§ SUPPLIED RECORDS
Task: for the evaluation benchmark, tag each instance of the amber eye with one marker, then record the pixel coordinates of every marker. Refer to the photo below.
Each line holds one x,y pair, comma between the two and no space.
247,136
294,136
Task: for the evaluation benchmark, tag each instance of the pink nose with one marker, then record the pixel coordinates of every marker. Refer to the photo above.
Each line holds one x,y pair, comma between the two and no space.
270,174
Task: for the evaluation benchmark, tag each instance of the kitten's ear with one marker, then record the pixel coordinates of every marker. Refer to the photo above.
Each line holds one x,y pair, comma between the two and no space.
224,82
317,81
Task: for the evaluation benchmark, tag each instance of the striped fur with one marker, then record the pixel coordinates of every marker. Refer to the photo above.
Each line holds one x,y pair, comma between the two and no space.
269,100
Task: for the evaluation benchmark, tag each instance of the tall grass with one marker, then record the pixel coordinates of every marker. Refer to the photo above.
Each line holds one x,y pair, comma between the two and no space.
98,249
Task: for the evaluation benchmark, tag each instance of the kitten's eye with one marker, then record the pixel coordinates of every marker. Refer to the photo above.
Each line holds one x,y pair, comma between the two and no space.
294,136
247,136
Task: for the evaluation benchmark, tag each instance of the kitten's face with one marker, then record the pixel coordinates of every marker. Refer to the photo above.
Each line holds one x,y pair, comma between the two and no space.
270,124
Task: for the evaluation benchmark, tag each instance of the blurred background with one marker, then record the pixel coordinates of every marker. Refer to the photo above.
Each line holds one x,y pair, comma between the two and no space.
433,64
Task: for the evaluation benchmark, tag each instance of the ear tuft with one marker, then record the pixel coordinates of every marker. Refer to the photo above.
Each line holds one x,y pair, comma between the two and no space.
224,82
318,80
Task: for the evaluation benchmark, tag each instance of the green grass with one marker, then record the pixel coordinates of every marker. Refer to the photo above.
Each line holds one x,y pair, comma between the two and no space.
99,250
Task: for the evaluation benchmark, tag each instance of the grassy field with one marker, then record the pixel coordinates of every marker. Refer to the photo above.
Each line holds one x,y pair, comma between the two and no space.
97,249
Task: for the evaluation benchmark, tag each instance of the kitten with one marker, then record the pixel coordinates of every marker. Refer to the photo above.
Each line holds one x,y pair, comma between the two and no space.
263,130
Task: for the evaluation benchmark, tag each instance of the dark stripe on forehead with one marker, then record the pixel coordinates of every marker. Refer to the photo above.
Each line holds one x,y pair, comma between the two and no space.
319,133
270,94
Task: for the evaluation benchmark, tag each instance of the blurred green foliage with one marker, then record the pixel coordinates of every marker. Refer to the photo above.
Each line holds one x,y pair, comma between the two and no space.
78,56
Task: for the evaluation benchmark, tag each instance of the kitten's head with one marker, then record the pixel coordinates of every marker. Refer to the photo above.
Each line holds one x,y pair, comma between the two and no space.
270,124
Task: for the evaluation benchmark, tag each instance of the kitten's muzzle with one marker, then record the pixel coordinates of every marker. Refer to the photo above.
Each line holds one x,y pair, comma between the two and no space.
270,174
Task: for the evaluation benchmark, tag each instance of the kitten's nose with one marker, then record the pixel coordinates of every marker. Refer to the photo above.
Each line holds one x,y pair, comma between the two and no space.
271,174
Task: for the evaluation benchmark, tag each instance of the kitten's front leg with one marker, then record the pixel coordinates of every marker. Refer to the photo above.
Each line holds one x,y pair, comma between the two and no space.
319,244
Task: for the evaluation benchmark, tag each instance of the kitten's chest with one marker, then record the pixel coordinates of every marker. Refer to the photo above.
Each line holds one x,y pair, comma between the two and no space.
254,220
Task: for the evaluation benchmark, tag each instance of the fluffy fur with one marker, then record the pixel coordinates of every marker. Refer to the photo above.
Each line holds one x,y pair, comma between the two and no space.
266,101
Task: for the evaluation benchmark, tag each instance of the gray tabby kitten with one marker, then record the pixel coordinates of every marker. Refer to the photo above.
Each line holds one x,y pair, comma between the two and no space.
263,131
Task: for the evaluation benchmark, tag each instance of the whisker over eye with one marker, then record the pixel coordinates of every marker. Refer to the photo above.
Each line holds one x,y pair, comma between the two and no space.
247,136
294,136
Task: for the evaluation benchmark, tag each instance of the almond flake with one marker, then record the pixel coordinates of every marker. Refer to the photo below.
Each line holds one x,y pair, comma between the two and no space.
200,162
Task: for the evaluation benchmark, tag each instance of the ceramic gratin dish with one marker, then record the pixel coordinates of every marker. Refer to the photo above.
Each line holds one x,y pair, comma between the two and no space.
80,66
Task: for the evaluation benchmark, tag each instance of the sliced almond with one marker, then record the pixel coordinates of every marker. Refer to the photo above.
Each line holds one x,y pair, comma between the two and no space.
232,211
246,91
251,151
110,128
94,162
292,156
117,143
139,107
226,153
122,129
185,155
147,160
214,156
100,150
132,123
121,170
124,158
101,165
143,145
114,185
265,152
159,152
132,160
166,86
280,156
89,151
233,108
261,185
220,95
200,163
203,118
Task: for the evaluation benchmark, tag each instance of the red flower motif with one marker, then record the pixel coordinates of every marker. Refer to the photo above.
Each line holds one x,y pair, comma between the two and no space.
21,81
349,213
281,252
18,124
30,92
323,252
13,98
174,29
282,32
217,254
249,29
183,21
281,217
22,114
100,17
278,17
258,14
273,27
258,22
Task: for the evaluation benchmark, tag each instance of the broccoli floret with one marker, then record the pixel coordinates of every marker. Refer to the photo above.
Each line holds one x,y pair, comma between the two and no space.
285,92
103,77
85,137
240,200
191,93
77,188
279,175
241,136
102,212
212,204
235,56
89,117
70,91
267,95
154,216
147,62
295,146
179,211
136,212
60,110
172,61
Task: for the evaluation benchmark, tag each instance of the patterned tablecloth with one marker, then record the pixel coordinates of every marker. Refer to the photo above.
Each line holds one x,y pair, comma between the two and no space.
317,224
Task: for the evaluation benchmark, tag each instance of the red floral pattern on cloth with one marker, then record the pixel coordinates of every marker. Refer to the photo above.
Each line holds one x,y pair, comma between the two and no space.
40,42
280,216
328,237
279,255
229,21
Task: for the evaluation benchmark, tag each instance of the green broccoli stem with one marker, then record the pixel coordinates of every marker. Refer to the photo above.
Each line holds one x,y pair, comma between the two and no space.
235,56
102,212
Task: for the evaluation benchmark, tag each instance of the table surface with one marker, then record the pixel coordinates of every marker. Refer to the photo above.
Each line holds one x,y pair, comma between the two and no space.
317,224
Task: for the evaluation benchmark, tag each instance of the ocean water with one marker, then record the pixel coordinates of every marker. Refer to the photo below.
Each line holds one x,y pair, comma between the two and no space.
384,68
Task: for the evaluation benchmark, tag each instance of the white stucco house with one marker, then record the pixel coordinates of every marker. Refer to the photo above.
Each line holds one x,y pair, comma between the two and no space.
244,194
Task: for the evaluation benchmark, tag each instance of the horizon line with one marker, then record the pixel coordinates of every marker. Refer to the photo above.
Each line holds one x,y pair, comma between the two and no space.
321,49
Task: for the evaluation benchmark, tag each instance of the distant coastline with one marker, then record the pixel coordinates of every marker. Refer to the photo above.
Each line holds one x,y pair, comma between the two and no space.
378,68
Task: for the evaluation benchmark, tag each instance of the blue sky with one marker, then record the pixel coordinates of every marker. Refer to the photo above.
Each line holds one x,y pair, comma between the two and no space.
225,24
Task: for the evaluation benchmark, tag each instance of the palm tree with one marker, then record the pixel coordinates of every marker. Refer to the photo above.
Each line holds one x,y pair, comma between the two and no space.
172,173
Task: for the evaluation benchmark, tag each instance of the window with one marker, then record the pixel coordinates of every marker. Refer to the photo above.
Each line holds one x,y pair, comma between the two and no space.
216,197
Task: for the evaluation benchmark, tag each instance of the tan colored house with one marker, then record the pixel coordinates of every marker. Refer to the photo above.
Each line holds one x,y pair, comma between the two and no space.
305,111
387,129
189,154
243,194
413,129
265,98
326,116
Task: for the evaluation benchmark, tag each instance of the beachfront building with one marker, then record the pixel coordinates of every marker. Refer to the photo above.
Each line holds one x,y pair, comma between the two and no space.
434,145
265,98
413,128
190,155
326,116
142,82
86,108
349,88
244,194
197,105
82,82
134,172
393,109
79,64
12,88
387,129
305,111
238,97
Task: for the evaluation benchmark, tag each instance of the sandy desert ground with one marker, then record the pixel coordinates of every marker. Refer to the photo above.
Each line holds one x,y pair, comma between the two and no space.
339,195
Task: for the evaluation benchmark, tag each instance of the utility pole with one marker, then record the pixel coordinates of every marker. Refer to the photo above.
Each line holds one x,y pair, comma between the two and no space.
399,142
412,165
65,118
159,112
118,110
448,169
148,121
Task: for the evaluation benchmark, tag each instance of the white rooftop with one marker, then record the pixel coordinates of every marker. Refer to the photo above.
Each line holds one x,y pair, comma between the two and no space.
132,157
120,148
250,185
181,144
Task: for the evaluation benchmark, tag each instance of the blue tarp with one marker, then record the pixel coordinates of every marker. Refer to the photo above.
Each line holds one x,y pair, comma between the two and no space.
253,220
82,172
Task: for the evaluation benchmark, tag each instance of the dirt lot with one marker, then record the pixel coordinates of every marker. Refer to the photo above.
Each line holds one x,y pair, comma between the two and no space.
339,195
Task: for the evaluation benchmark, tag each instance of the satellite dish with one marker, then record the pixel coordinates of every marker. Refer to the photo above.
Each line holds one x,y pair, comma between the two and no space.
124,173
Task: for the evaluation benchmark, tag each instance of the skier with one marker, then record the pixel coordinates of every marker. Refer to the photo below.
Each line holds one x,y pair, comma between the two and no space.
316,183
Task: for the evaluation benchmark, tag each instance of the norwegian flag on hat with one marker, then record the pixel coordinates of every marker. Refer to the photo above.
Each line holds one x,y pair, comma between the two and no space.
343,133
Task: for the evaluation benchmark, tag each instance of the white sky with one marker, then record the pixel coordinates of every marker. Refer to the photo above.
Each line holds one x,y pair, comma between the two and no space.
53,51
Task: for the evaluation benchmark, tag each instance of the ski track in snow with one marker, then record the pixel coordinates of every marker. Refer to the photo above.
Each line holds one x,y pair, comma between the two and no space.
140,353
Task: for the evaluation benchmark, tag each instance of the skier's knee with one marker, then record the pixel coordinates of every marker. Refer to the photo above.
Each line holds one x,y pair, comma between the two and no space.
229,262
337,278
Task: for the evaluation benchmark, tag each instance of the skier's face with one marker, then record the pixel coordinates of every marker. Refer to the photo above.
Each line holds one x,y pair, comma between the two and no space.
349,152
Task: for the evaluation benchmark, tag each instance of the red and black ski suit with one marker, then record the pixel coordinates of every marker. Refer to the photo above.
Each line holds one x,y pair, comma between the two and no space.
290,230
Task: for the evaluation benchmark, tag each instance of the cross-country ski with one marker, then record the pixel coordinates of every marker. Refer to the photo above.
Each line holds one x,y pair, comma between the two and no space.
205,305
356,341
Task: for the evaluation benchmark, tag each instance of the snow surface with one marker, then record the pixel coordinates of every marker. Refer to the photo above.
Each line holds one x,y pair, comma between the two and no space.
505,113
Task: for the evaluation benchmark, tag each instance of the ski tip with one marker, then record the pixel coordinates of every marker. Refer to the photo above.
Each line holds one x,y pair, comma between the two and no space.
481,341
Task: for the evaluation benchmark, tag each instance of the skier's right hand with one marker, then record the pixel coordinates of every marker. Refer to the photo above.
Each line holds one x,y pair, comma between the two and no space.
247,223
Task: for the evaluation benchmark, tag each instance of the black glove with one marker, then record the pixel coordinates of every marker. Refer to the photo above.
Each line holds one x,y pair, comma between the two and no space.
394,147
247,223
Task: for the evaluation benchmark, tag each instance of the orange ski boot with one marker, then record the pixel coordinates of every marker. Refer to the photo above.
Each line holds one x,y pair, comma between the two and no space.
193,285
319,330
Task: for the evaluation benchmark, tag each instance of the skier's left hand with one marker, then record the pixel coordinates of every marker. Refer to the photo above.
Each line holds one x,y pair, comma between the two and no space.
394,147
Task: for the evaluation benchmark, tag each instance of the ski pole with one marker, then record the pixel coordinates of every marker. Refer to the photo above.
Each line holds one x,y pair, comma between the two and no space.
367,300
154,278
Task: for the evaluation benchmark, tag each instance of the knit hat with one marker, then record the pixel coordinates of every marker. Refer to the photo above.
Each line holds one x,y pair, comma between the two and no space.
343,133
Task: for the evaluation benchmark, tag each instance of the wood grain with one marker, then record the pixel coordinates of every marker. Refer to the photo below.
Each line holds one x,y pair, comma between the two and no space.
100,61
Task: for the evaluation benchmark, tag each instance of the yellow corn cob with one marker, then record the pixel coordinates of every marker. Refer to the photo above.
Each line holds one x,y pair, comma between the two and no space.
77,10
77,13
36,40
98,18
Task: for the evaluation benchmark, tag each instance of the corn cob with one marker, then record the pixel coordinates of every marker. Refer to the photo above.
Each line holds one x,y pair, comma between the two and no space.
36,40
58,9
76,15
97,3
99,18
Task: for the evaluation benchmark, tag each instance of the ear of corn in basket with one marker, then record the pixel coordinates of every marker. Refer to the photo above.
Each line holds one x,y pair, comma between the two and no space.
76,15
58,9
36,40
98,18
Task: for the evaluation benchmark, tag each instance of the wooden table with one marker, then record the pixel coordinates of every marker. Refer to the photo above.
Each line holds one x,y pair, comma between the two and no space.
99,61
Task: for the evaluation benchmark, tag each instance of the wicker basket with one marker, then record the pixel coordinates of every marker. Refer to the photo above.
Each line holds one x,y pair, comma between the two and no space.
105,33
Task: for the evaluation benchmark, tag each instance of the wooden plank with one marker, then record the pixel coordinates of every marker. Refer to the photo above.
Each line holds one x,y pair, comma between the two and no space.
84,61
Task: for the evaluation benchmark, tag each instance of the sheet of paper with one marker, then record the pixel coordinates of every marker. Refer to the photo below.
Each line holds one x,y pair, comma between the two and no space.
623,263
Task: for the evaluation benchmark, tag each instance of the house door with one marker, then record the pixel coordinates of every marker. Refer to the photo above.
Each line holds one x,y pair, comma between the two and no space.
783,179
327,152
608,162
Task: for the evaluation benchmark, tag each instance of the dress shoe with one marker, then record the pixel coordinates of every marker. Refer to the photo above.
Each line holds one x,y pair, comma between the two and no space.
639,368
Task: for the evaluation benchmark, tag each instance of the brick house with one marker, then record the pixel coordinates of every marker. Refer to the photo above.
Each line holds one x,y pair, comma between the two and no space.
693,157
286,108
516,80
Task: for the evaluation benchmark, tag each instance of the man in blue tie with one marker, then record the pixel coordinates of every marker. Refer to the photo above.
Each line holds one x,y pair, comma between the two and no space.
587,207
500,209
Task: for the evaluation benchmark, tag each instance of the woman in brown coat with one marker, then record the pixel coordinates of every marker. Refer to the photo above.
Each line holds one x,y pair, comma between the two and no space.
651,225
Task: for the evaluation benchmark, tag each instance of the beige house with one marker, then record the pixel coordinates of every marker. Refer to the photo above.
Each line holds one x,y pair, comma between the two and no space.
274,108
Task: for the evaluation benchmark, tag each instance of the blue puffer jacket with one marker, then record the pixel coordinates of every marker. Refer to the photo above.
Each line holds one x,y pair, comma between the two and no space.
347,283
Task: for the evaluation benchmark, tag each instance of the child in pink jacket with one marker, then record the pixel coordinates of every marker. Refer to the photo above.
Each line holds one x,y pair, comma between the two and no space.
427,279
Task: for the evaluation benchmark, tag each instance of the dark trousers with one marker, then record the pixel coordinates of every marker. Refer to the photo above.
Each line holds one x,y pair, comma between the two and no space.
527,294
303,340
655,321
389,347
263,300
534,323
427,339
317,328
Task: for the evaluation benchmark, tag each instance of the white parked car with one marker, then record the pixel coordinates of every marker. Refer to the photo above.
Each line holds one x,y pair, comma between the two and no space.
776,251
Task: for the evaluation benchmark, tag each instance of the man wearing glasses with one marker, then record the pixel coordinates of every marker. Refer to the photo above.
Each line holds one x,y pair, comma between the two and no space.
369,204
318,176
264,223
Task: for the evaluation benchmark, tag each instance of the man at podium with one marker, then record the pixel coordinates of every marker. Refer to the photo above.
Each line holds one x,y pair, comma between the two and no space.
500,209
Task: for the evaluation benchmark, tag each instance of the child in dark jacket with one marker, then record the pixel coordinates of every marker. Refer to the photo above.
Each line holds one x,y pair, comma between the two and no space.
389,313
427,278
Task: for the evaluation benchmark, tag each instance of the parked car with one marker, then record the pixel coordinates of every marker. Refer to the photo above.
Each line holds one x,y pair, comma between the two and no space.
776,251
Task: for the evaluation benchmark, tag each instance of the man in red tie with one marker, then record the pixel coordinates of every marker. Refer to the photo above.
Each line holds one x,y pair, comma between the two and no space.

§ DO THIS
Rewrite the records as a JSON list of strings, one string per line, from the line containing "of the parked" through the end of the records, leaving out any blank lines.

§ SOLUTION
[
  "Task: for the evaluation benchmark, tag each instance of the parked car with one marker, then record the pixel coordinates of every marker. Refer to the photo above.",
  "Each line holds one x,y pair, comma between the two and no space.",
  "776,251",
  "Task: for the evaluation benchmark, tag each instance of the man in red tie with one marker, then record the pixel coordinates of every marker. Refer to the photo above.",
  "Each line holds one x,y pair, comma between the two and no space."
]